| Work item |
Omitting all pictures, retype the entries below exactly as given.

─── Material supplied ───

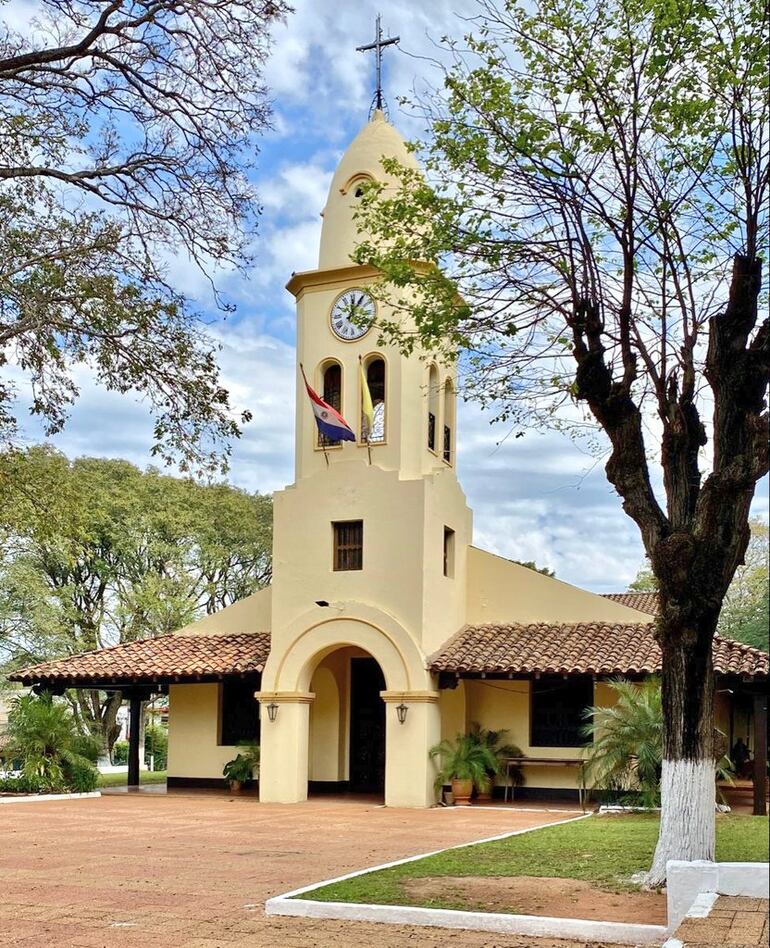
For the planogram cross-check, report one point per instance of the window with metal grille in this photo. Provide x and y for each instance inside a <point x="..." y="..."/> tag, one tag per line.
<point x="239" y="716"/>
<point x="449" y="552"/>
<point x="431" y="431"/>
<point x="556" y="710"/>
<point x="348" y="544"/>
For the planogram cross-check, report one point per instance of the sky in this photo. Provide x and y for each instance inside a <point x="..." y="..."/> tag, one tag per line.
<point x="541" y="497"/>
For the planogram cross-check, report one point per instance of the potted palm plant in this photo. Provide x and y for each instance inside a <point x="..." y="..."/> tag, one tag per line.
<point x="239" y="772"/>
<point x="464" y="762"/>
<point x="494" y="740"/>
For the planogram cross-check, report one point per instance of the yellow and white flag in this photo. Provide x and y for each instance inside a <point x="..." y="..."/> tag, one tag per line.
<point x="367" y="409"/>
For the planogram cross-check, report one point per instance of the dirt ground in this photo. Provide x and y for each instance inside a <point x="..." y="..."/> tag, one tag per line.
<point x="193" y="870"/>
<point x="531" y="895"/>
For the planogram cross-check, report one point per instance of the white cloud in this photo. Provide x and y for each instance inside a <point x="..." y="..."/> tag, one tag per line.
<point x="541" y="497"/>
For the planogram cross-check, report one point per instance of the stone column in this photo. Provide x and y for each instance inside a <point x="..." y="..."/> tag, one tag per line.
<point x="409" y="772"/>
<point x="283" y="765"/>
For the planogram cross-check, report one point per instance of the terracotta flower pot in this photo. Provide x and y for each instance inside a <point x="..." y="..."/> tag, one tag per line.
<point x="461" y="791"/>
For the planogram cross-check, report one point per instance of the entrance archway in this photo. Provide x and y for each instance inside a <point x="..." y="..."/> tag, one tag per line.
<point x="347" y="728"/>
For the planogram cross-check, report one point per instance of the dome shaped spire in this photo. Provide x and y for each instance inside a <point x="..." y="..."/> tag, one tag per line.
<point x="361" y="162"/>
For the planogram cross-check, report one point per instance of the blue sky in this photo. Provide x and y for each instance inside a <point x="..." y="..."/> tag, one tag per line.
<point x="540" y="497"/>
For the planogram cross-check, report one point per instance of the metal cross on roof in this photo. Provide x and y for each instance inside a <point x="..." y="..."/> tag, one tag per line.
<point x="378" y="45"/>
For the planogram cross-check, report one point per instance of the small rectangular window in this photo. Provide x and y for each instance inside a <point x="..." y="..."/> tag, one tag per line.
<point x="239" y="715"/>
<point x="449" y="552"/>
<point x="348" y="544"/>
<point x="556" y="710"/>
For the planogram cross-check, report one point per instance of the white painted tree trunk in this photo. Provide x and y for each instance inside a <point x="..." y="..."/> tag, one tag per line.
<point x="687" y="822"/>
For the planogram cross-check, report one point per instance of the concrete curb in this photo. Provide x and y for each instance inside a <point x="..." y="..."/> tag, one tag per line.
<point x="692" y="884"/>
<point x="48" y="797"/>
<point x="534" y="925"/>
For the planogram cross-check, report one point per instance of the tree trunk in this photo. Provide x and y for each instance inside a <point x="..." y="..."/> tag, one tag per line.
<point x="688" y="779"/>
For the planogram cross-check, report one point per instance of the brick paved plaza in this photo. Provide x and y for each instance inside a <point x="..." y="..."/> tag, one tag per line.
<point x="193" y="870"/>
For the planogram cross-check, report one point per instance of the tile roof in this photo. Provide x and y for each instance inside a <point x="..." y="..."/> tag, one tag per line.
<point x="597" y="648"/>
<point x="166" y="659"/>
<point x="641" y="601"/>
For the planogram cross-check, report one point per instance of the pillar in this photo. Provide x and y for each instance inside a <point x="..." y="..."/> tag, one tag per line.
<point x="134" y="738"/>
<point x="760" y="755"/>
<point x="409" y="771"/>
<point x="283" y="764"/>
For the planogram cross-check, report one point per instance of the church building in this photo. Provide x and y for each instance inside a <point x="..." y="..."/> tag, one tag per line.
<point x="385" y="629"/>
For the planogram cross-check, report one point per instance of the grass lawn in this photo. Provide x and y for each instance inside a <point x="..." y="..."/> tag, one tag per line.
<point x="119" y="779"/>
<point x="602" y="850"/>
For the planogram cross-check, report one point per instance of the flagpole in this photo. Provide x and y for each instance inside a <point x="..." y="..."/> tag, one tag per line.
<point x="320" y="435"/>
<point x="368" y="420"/>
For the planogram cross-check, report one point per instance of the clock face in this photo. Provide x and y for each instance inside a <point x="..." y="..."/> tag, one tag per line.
<point x="352" y="315"/>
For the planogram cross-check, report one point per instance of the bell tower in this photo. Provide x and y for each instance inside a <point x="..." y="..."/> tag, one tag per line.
<point x="396" y="483"/>
<point x="414" y="430"/>
<point x="370" y="541"/>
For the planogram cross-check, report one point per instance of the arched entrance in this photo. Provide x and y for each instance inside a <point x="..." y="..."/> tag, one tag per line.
<point x="347" y="729"/>
<point x="305" y="708"/>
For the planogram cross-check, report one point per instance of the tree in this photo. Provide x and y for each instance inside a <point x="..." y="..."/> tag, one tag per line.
<point x="128" y="128"/>
<point x="97" y="552"/>
<point x="627" y="741"/>
<point x="745" y="615"/>
<point x="590" y="230"/>
<point x="42" y="734"/>
<point x="645" y="580"/>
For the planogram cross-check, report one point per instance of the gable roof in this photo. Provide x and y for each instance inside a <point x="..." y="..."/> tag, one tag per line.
<point x="163" y="660"/>
<point x="596" y="648"/>
<point x="641" y="601"/>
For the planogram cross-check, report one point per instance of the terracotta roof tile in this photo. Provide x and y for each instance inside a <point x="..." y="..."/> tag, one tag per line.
<point x="167" y="658"/>
<point x="641" y="601"/>
<point x="583" y="648"/>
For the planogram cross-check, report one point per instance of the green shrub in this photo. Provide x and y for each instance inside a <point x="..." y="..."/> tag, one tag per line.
<point x="120" y="753"/>
<point x="88" y="746"/>
<point x="156" y="746"/>
<point x="43" y="735"/>
<point x="21" y="785"/>
<point x="80" y="775"/>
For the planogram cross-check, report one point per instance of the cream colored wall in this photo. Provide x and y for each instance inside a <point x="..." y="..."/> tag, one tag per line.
<point x="252" y="614"/>
<point x="193" y="730"/>
<point x="506" y="705"/>
<point x="402" y="573"/>
<point x="502" y="591"/>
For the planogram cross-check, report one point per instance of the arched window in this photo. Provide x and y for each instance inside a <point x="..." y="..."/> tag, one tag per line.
<point x="449" y="406"/>
<point x="331" y="392"/>
<point x="374" y="369"/>
<point x="433" y="397"/>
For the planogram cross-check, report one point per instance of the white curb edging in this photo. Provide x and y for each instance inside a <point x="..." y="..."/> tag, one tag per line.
<point x="535" y="925"/>
<point x="48" y="797"/>
<point x="689" y="884"/>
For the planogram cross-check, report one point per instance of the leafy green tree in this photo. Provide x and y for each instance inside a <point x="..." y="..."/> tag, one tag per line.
<point x="96" y="552"/>
<point x="128" y="129"/>
<point x="42" y="733"/>
<point x="745" y="615"/>
<point x="531" y="564"/>
<point x="627" y="741"/>
<point x="645" y="580"/>
<point x="590" y="234"/>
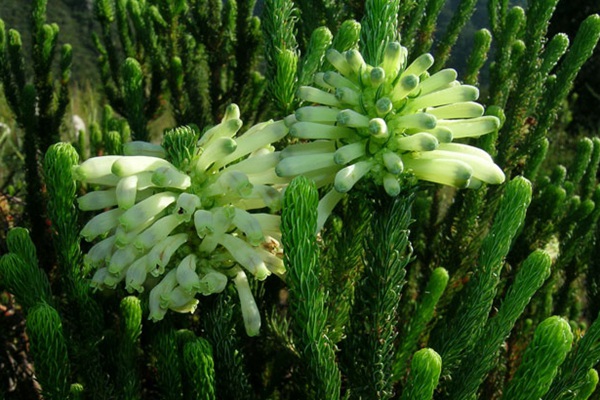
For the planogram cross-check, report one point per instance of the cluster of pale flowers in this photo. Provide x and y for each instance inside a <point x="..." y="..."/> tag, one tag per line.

───

| Response area |
For the planogram cross-check, report one point per instance of the window with metal grille in this photo. Provide x and y for each instance inside a <point x="..." y="..."/> tag, one tag per line.
<point x="239" y="716"/>
<point x="449" y="552"/>
<point x="431" y="431"/>
<point x="556" y="710"/>
<point x="348" y="544"/>
For the planogram cross-check, report one point per instance of the sky in this photo. Provide x and y for each instance inside a <point x="..." y="..."/> tag, one tag per line.
<point x="541" y="497"/>
For the planogram cross-check, report one point per instance of the potted palm plant in this photo. Provide x and y for each instance inside a <point x="..." y="..."/> tag, one tag per line.
<point x="239" y="772"/>
<point x="464" y="762"/>
<point x="494" y="740"/>
For the planogram cross-check, report one point per instance of the yellow and white flag in this photo. Provide x and y for each instance inside a <point x="..." y="..."/> tag, one tag per line.
<point x="367" y="409"/>
For the planogram cross-check, report one point per instance of the dirt ground in this photo. Provide x and y for each instance inside a <point x="..." y="..."/> tag, one tag per line.
<point x="193" y="870"/>
<point x="531" y="895"/>
For the planogram cross-check, report one point per instance of the white cloud in this photo. Provide x and y for each instance inside a <point x="..." y="..."/> tag, one tag per line.
<point x="541" y="497"/>
For the planogram cross-check, report one point per instance of the stone column in this photo. Provide x and y for each instance inside a <point x="..." y="..."/> tag, one tag per line.
<point x="409" y="772"/>
<point x="283" y="765"/>
For the planogram cross-check, report one point per instance of the terracotta flower pot in this photo. Provide x and y for each instance inside a <point x="..." y="..."/> tag, one tag per line.
<point x="461" y="791"/>
For the planogram cross-check, report one point per instance of the entrance archway in this photo. Provide x and y for each instance inside a <point x="..." y="..."/> tag, one tag per line.
<point x="347" y="728"/>
For the planogram cross-check, report one point per instance of the dome shaped spire in this photo. Provide x and y for each instance inside a <point x="..." y="..."/> tag, one tag per line.
<point x="361" y="162"/>
For the planogram cross-check, report one point per instance of the blue sky in this photo. Provide x and y for each instance inside a <point x="..." y="..."/> tag, one tag per line.
<point x="540" y="497"/>
For the planogram cross-check, report one point per instance of the metal cross on roof in this photo. Provide x and y for each instance inside a <point x="..." y="..."/> tag, one tag per line.
<point x="378" y="45"/>
For the planogram cross-check, report one point per instance of the small rectangular window in this photo. Provide x and y for each instance inside a <point x="..." y="..."/> tag, one tag per line.
<point x="239" y="715"/>
<point x="449" y="552"/>
<point x="348" y="544"/>
<point x="556" y="710"/>
For the planogram cross-check, report one point per instance of the white painted tree trunk in this photo. Provide x and y for each instance inside a <point x="..." y="..."/> tag, one tag per line.
<point x="687" y="822"/>
For the planogram cross-check, report one point per instance of the concrete curb in this photo. Provide x and y for each instance inside a <point x="..." y="..."/> tag, one tag per line.
<point x="692" y="884"/>
<point x="48" y="797"/>
<point x="534" y="925"/>
For the planogram cross-check, report one point per instance of the tree trunk in this photo. Provide x and y for each instance inside a <point x="..." y="..."/> tag, one tag per line.
<point x="688" y="779"/>
For the planogram cross-check, report one point per instance of the brick paved plaza in this photo. Provide x and y for each instance inside a <point x="..." y="..."/> tag, one tag per line.
<point x="193" y="870"/>
For the planogram cross-check, report one point per instance of the tile roof in this photo. Provide x and y for each instance inside a <point x="..." y="..."/> tag, one tag per line.
<point x="597" y="648"/>
<point x="166" y="659"/>
<point x="641" y="601"/>
For the planogram cross-check, report one point per instance of the pillar in this photo. Provide x and y for each instance inside a <point x="..." y="..."/> tag, one tag per line.
<point x="134" y="738"/>
<point x="760" y="755"/>
<point x="409" y="771"/>
<point x="283" y="764"/>
For the planogram cross-check, report one point per instance of the church building in this photo. Provide x and y for each instance inside a <point x="..." y="..."/> tag, one tag per line.
<point x="385" y="629"/>
For the planogram cross-check, report one point per instance of the grass lawn in this photo. Provide x and y for each instance inside a <point x="..." y="..."/> tag, one tag per line.
<point x="119" y="779"/>
<point x="602" y="850"/>
For the planogram cross-check, report one point per instance of the flagpole in this photo. Provide x and y for each instance inside a <point x="..." y="..."/> tag, one tag per line.
<point x="320" y="435"/>
<point x="368" y="420"/>
For the planogram cross-check, report one point per instance of the clock face in this photo. Provide x and y for each instance inside a <point x="..." y="..."/> tag, one tag per line.
<point x="352" y="315"/>
For the planogram cross-check, report one point per instance of the bell tower in this photo. Provide x and y for each instance inside a <point x="..." y="..."/> tag, one tag per line.
<point x="396" y="483"/>
<point x="414" y="430"/>
<point x="370" y="541"/>
For the planogram cross-check, report one point per instance of the arched entrance in this photo. Provide x and y for each instance inside a <point x="..." y="..."/> tag, one tag per line.
<point x="347" y="729"/>
<point x="305" y="708"/>
For the planogram cross-check, report one point per instance of the tree in this photo. Provide x and y for each instance inside a <point x="..." y="..."/> tag, one tag per line.
<point x="128" y="128"/>
<point x="97" y="552"/>
<point x="627" y="741"/>
<point x="745" y="615"/>
<point x="590" y="230"/>
<point x="42" y="734"/>
<point x="645" y="580"/>
For the planogram cross-check, report one point per instance of the gable roof in this photo. Provide x and y for each instance inside a <point x="..." y="..."/> tag, one tag per line.
<point x="163" y="660"/>
<point x="596" y="648"/>
<point x="641" y="601"/>
For the planogram cross-check, report one point per instance of the terracotta roof tile in this photo. Provide x and y for each instance inside a <point x="..." y="..."/> tag, one tag per line.
<point x="167" y="658"/>
<point x="641" y="601"/>
<point x="583" y="648"/>
For the planogram cross-check, report one point per instance of the green shrub in this photo. Provide x and y for each instance inside a <point x="..." y="..."/> tag, one tag per line.
<point x="120" y="753"/>
<point x="88" y="746"/>
<point x="156" y="746"/>
<point x="43" y="735"/>
<point x="21" y="785"/>
<point x="80" y="775"/>
For the planogram cross-check, report one point per instance of the cream colored wall in this photo. Provide x and y for each instance inside a <point x="..." y="..."/> tag, one tag per line.
<point x="252" y="614"/>
<point x="193" y="730"/>
<point x="506" y="705"/>
<point x="402" y="573"/>
<point x="502" y="591"/>
For the planogram cross-check, report one point per instance of the arched window in this photo. Provide x and y for each instance inside a <point x="..." y="..."/> tag, one tag per line.
<point x="449" y="406"/>
<point x="331" y="392"/>
<point x="374" y="369"/>
<point x="433" y="397"/>
For the planogram cross-check, report one point per instance of the white curb edging in this photo. Provide x and y for each instance inside a <point x="..." y="..."/> tag, one tag per line.
<point x="535" y="925"/>
<point x="48" y="797"/>
<point x="689" y="884"/>
For the planogram cross-check, report one point per instance of the leafy green tree in this photo. Provide x and y for each instance inside a <point x="..." y="..."/> tag, one tag per line.
<point x="96" y="552"/>
<point x="128" y="129"/>
<point x="42" y="733"/>
<point x="745" y="615"/>
<point x="531" y="564"/>
<point x="627" y="741"/>
<point x="645" y="580"/>
<point x="590" y="234"/>
For the planogram cross-check, report one point per instance of the cluster of pale flowers in this photo. Provide x and y for each instance inside a <point x="..." y="..."/> tag, one tag per line.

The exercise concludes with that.